(Work to be completed)
From the records below, select every line that contains the word "saddle" and copy each one.

[A run of records]
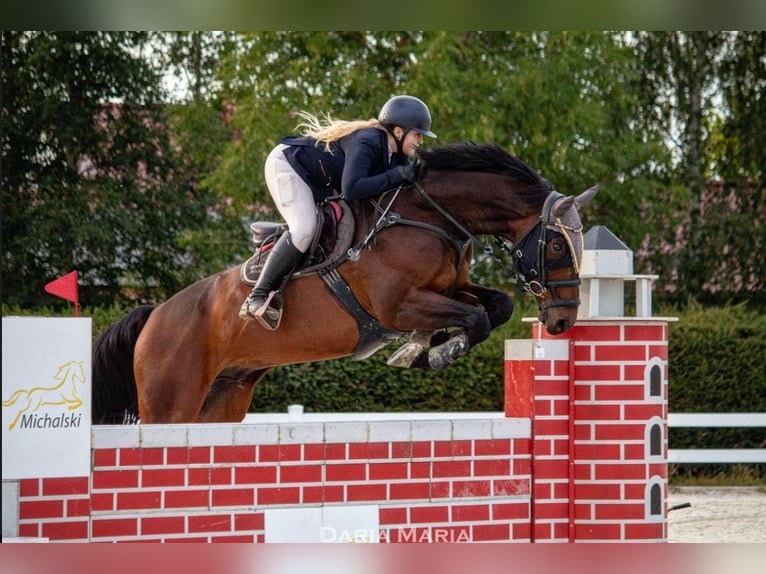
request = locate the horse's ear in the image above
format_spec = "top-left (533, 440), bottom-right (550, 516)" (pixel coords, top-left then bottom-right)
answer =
top-left (575, 185), bottom-right (599, 210)
top-left (551, 195), bottom-right (575, 217)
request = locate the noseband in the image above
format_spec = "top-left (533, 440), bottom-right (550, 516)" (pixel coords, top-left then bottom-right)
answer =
top-left (495, 191), bottom-right (582, 309)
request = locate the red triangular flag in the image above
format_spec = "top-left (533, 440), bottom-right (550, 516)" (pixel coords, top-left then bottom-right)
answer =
top-left (45, 271), bottom-right (79, 305)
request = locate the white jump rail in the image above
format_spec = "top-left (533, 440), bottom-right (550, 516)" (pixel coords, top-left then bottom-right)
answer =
top-left (668, 413), bottom-right (766, 464)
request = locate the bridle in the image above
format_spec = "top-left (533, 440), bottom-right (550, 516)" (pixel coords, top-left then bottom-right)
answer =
top-left (495, 191), bottom-right (582, 309)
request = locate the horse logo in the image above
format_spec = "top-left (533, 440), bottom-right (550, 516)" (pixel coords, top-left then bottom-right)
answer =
top-left (3, 361), bottom-right (85, 430)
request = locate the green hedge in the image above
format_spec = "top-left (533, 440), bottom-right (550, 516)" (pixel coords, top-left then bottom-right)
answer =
top-left (250, 297), bottom-right (533, 412)
top-left (3, 296), bottom-right (766, 482)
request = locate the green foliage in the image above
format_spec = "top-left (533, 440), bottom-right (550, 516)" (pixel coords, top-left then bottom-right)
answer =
top-left (2, 31), bottom-right (766, 318)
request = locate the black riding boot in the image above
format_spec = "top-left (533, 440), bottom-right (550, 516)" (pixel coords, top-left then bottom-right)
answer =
top-left (239, 231), bottom-right (303, 331)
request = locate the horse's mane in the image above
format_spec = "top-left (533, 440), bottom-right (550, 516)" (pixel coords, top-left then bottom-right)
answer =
top-left (418, 141), bottom-right (553, 204)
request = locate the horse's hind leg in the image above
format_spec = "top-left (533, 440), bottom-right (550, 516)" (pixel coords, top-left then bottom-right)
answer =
top-left (197, 369), bottom-right (271, 423)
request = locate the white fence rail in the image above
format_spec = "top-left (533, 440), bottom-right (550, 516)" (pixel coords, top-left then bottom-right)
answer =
top-left (668, 413), bottom-right (766, 464)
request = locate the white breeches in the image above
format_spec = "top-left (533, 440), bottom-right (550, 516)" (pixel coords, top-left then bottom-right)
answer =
top-left (264, 144), bottom-right (316, 253)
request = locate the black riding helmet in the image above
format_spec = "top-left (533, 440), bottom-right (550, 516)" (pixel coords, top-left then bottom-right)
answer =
top-left (378, 96), bottom-right (436, 148)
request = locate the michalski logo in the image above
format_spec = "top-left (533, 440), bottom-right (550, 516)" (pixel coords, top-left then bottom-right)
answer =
top-left (3, 361), bottom-right (85, 430)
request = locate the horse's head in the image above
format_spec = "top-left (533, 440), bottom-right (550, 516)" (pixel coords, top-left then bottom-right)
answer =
top-left (512, 186), bottom-right (598, 335)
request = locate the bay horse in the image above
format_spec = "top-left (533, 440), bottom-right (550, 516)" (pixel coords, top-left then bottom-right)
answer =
top-left (92, 142), bottom-right (598, 424)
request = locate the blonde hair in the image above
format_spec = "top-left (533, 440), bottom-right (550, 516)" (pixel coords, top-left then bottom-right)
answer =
top-left (294, 112), bottom-right (385, 151)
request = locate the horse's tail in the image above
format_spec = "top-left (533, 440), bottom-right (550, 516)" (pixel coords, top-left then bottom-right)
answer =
top-left (91, 305), bottom-right (154, 425)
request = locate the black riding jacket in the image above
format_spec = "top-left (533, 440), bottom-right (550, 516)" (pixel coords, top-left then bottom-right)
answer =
top-left (282, 128), bottom-right (408, 201)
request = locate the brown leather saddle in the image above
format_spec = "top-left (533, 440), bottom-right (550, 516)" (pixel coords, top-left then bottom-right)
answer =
top-left (240, 199), bottom-right (355, 285)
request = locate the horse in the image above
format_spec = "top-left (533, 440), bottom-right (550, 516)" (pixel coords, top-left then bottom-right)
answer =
top-left (92, 142), bottom-right (598, 424)
top-left (3, 361), bottom-right (85, 430)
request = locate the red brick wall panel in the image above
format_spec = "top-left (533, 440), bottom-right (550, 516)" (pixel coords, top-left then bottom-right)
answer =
top-left (452, 503), bottom-right (490, 522)
top-left (432, 460), bottom-right (471, 478)
top-left (410, 505), bottom-right (449, 524)
top-left (593, 345), bottom-right (649, 362)
top-left (43, 476), bottom-right (88, 496)
top-left (452, 480), bottom-right (500, 498)
top-left (234, 465), bottom-right (278, 484)
top-left (141, 468), bottom-right (186, 488)
top-left (346, 484), bottom-right (388, 502)
top-left (596, 500), bottom-right (646, 521)
top-left (279, 464), bottom-right (322, 483)
top-left (93, 448), bottom-right (117, 468)
top-left (92, 470), bottom-right (138, 490)
top-left (625, 522), bottom-right (667, 541)
top-left (117, 490), bottom-right (162, 510)
top-left (90, 492), bottom-right (115, 511)
top-left (369, 462), bottom-right (409, 480)
top-left (325, 463), bottom-right (367, 482)
top-left (490, 501), bottom-right (530, 521)
top-left (348, 442), bottom-right (389, 459)
top-left (255, 487), bottom-right (300, 506)
top-left (575, 483), bottom-right (621, 500)
top-left (19, 478), bottom-right (42, 497)
top-left (213, 445), bottom-right (255, 464)
top-left (325, 443), bottom-right (348, 460)
top-left (595, 463), bottom-right (649, 480)
top-left (625, 325), bottom-right (666, 341)
top-left (234, 512), bottom-right (266, 532)
top-left (575, 363), bottom-right (620, 381)
top-left (303, 444), bottom-right (325, 461)
top-left (434, 440), bottom-right (473, 458)
top-left (378, 507), bottom-right (407, 526)
top-left (210, 488), bottom-right (255, 507)
top-left (471, 524), bottom-right (511, 542)
top-left (575, 522), bottom-right (621, 541)
top-left (66, 498), bottom-right (90, 518)
top-left (188, 514), bottom-right (232, 533)
top-left (473, 458), bottom-right (511, 477)
top-left (140, 516), bottom-right (186, 535)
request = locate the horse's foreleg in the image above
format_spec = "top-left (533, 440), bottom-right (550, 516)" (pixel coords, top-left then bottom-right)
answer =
top-left (197, 368), bottom-right (271, 423)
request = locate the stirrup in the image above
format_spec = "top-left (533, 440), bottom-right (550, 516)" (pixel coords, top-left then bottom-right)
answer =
top-left (239, 291), bottom-right (284, 331)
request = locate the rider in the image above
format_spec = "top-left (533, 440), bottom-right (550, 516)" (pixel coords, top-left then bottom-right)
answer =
top-left (239, 95), bottom-right (436, 331)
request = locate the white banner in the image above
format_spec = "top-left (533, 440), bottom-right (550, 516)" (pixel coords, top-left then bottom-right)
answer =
top-left (2, 317), bottom-right (91, 480)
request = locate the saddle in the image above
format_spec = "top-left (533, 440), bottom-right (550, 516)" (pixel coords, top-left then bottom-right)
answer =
top-left (240, 199), bottom-right (355, 286)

(Solution to this task)
request = locate the brown leather saddle in the image above
request = locate the saddle in the image above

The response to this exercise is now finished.